Saved entries:

------------------------------------

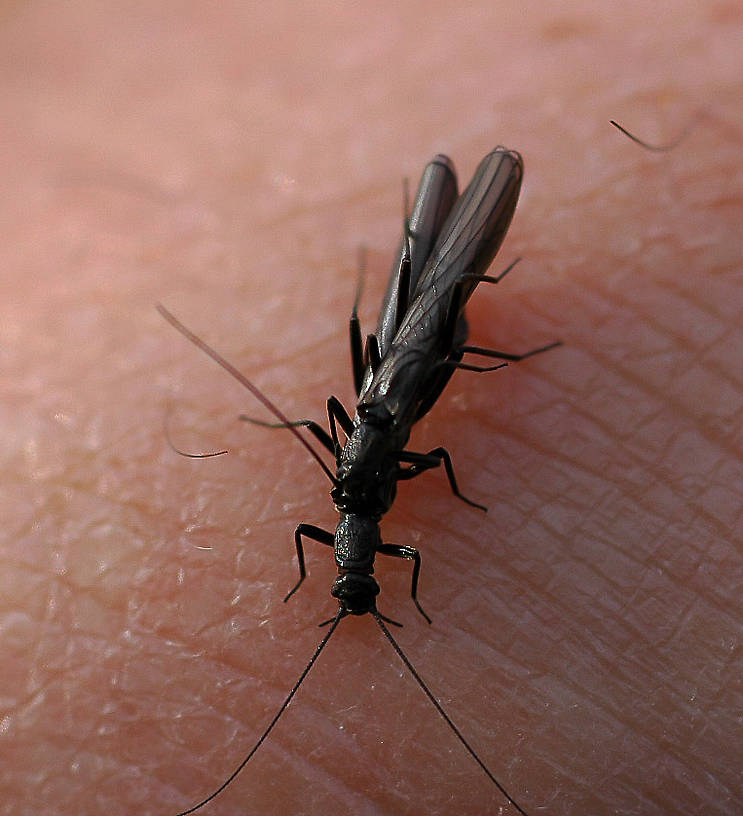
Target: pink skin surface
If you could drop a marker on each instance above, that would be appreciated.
(229, 163)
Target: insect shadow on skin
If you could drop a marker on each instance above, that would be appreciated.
(448, 243)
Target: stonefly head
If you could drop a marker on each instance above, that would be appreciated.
(356, 593)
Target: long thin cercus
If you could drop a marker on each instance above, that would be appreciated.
(449, 242)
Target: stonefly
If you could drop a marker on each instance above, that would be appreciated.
(449, 242)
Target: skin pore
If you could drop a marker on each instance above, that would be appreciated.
(229, 163)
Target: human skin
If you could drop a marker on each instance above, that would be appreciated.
(229, 163)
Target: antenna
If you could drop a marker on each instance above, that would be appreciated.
(243, 380)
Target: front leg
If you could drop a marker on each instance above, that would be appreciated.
(420, 462)
(314, 534)
(413, 555)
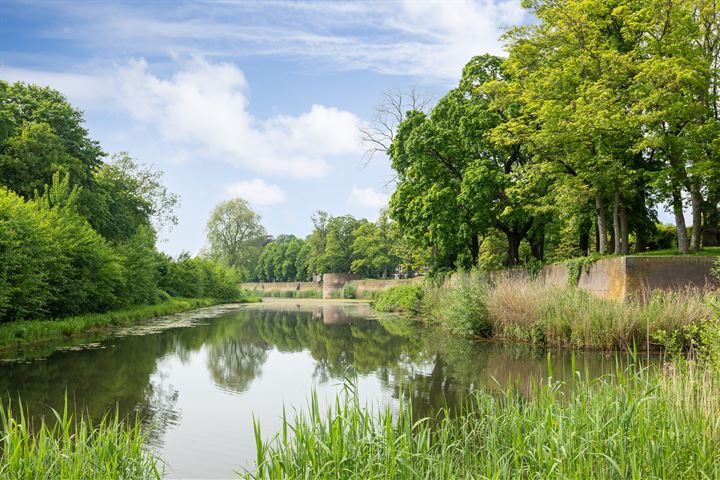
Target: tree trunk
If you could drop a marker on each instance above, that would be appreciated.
(711, 222)
(602, 226)
(537, 245)
(624, 228)
(696, 200)
(617, 235)
(513, 254)
(683, 244)
(474, 249)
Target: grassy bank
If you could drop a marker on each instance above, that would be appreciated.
(636, 424)
(525, 310)
(25, 332)
(73, 448)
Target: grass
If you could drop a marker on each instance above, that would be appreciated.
(30, 331)
(526, 310)
(639, 423)
(66, 447)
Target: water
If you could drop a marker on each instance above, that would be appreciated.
(199, 378)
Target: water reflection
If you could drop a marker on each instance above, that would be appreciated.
(202, 385)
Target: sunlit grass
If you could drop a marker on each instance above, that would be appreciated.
(639, 423)
(66, 447)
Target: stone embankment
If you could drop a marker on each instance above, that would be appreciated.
(617, 278)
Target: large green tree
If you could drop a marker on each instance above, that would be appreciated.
(236, 235)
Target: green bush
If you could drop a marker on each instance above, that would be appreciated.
(462, 310)
(400, 298)
(198, 277)
(53, 263)
(349, 291)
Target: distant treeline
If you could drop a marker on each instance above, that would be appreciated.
(77, 232)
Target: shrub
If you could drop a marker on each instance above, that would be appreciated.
(53, 263)
(462, 310)
(400, 298)
(349, 291)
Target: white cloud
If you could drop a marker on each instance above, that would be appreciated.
(429, 39)
(256, 191)
(205, 105)
(368, 198)
(203, 108)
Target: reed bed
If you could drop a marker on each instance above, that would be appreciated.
(524, 309)
(70, 448)
(639, 423)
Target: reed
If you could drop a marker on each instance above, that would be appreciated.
(69, 447)
(638, 423)
(524, 309)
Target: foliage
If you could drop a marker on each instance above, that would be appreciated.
(53, 262)
(349, 291)
(22, 332)
(400, 298)
(373, 248)
(602, 113)
(576, 266)
(637, 423)
(128, 196)
(66, 446)
(235, 236)
(462, 309)
(197, 277)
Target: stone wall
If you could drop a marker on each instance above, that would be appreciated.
(333, 283)
(621, 278)
(280, 286)
(363, 287)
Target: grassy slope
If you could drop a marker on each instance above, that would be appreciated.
(635, 424)
(26, 332)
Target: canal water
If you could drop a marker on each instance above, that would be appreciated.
(199, 378)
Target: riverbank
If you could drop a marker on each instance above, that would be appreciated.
(637, 423)
(522, 309)
(25, 333)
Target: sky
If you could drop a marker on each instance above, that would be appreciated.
(262, 100)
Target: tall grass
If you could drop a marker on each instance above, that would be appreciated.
(639, 423)
(21, 332)
(311, 293)
(530, 311)
(70, 448)
(526, 310)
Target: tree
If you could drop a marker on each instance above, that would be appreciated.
(380, 134)
(129, 195)
(372, 249)
(40, 134)
(455, 182)
(235, 235)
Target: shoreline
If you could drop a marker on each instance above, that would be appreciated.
(33, 333)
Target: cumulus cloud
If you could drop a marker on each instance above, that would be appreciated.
(367, 197)
(205, 105)
(430, 39)
(256, 191)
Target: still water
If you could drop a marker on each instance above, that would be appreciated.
(200, 378)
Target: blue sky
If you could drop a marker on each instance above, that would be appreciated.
(259, 99)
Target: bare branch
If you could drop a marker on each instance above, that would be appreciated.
(380, 134)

------------------------------------

WHAT TO DO: Each entry above is to be duplicated exactly, and its pictures omitted.

RESPONSE TO THE EXERCISE:
Target: pink skin surface
If you could drop a marker on each instance above, that would be appreciated.
(229, 163)
Target: insect shadow on skin
If you could drop a marker on each instance above, that would be appreciated.
(448, 243)
Target: stonefly head
If you could drop a marker on each instance above, that would be appreciated.
(356, 593)
Target: long thin cercus
If you could drop a marker on each instance above, that would be appreciated.
(449, 242)
Target: stonefly
If you could drop a marker on each instance above, that would be appreciated.
(449, 242)
Target: skin pore
If you could drop a marker on each instance above, that would be appreciated.
(229, 163)
Target: human skin
If you could drop a marker on each instance above, that would be appreciated.
(229, 163)
Target: antenna
If you could drop a marker on each instance above, that would be appreciated.
(243, 380)
Target: front leg
If you could drop a marker on each instance above, that would be appreciated.
(420, 462)
(314, 534)
(413, 555)
Target: tree trunk
If you could drop a marker on each instance above, that would be appreciated.
(711, 222)
(602, 226)
(537, 245)
(624, 228)
(696, 200)
(617, 235)
(513, 254)
(683, 244)
(474, 249)
Target: grassy bank
If you could drop a marker on each instance above, that would be appreciated.
(636, 424)
(525, 310)
(25, 332)
(73, 448)
Target: grass
If you could drop a marker on each instance above, that would be appreciated.
(30, 331)
(526, 310)
(639, 423)
(66, 447)
Target: water
If you could drop a marker on each instance above, that would be appreciated.
(199, 378)
Target: water reflection
If you could drop a marker on each instance above, that would be appreciated.
(202, 385)
Target: sunlit grass
If you could drop a marker on each instance above, that would be appreciated.
(639, 423)
(66, 447)
Target: stone embankment
If you could drop a marker on each instance above, that would be appreciated.
(617, 278)
Target: large green tree
If you could drop a marker on each instance above, that would be appreciated.
(236, 235)
Target: green bush
If you could drop a marker on each instance above, that would be appreciated.
(462, 310)
(400, 298)
(198, 277)
(53, 263)
(349, 291)
Target: distant treeline
If you could drop a marker on each instance above, that would be appreciated.
(77, 232)
Target: shrub
If you could drop a marker on each instance above, that would be appreciated.
(53, 263)
(462, 310)
(400, 298)
(349, 291)
Target: white cloud
If you could drop a marker on each instance above, that would be appreciated.
(429, 39)
(256, 191)
(205, 105)
(368, 198)
(203, 108)
Target: reed bed
If you could drop a marker on each instance above, that would be appreciated.
(524, 309)
(70, 448)
(639, 423)
Target: reed
If you could drop a marker on each instance above, that would be appreciated.
(69, 447)
(638, 423)
(524, 309)
Target: foliage
If you could drop a marker on each instance above, that would be appreciated.
(53, 262)
(349, 291)
(22, 332)
(400, 298)
(373, 248)
(602, 113)
(576, 266)
(637, 423)
(128, 196)
(66, 446)
(235, 236)
(462, 309)
(197, 277)
Target: stone wall
If you could drop a marker on each instance above, that would be appreciated.
(333, 283)
(621, 278)
(280, 286)
(363, 287)
Target: grassy slope
If you could drop a marker on each instance above, that would be appreciated.
(635, 424)
(26, 332)
Target: canal water
If you could drop a marker on each instance above, that would be appreciated.
(199, 378)
Target: riverbank
If you could drop a marker on each instance above, that would be appreciated.
(637, 423)
(522, 309)
(25, 333)
Target: sky
If you could drop a marker on each instance above, that would be appreciated.
(262, 100)
Target: tall grass
If you could drop a marker on each instance above, that would be appreciated.
(639, 423)
(21, 332)
(311, 293)
(530, 311)
(70, 448)
(526, 310)
Target: tree
If you could drop a marker on each instance above, that would be appreciated.
(380, 134)
(129, 195)
(372, 249)
(40, 134)
(455, 182)
(235, 235)
Target: shoreline
If you could drop a marker on each instance above, that would be appreciated.
(33, 333)
Target: cumulus cloud
If you could drop a marker on each instance above, that would be appreciated.
(367, 197)
(205, 105)
(430, 39)
(256, 191)
Target: still water
If you could drop a marker on each instance above, that would be appreciated.
(200, 378)
Target: blue sky
If you could drop a marker on each instance above, that would be appreciated.
(259, 99)
Target: bare branch
If you could drop a marker on each instance above, that would be appreciated.
(380, 134)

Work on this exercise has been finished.